## Start DATA PROVIDED

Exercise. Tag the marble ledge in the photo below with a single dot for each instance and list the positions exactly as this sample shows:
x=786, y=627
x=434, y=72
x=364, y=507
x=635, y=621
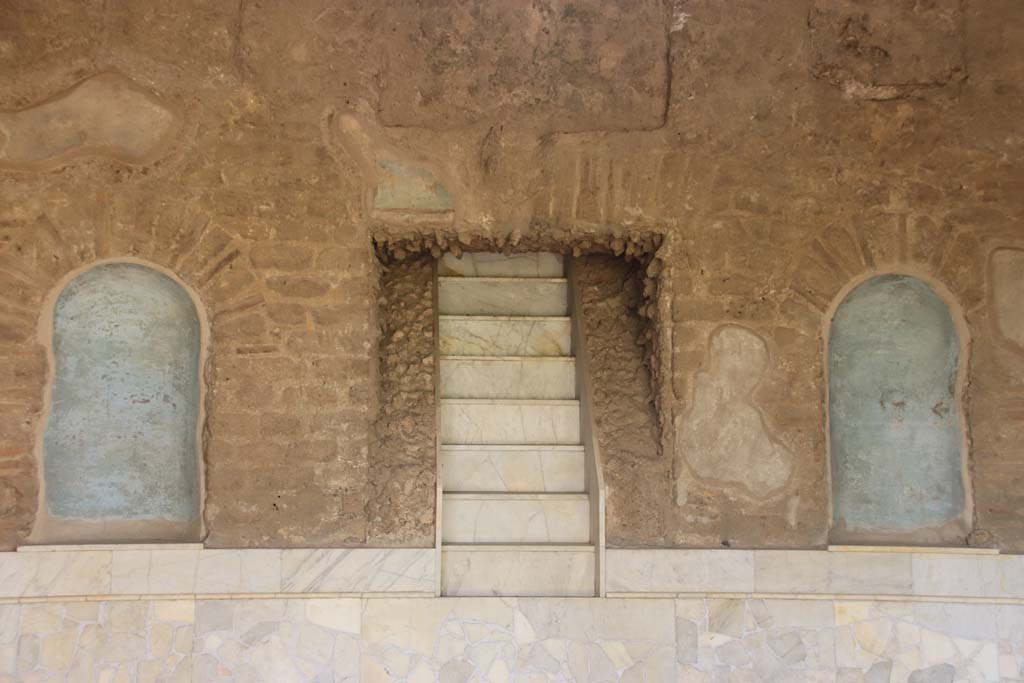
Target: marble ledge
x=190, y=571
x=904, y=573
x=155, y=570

## End DATA PROVIDED
## Start DATA PROVIDED

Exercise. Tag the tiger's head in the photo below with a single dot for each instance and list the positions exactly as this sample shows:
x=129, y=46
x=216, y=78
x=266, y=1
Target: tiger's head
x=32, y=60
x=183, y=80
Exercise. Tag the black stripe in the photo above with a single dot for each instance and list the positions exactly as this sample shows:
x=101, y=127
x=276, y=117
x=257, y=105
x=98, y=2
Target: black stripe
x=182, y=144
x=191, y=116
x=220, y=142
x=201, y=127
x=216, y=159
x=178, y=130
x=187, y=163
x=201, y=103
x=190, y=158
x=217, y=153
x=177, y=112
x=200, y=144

## End DATA PROVIDED

» EXERCISE INSTRUCTIONS:
Render the data as a numbered list, starting with the line containing "Exercise. Tag the black" and going on through the line containing "x=200, y=144". Leave out any blank lines.

» RESULT:
1. Exercise. Tag the black stripe in the photo above with a single dot for each instance and list the positions exactly as this sample shows:
2. x=101, y=127
3. x=276, y=117
4. x=257, y=105
5. x=98, y=2
6. Target: black stripe
7. x=182, y=144
8. x=191, y=116
9. x=220, y=142
10. x=201, y=127
11. x=216, y=159
12. x=178, y=130
13. x=187, y=163
14. x=201, y=103
15. x=190, y=158
16. x=217, y=153
17. x=177, y=112
18. x=200, y=144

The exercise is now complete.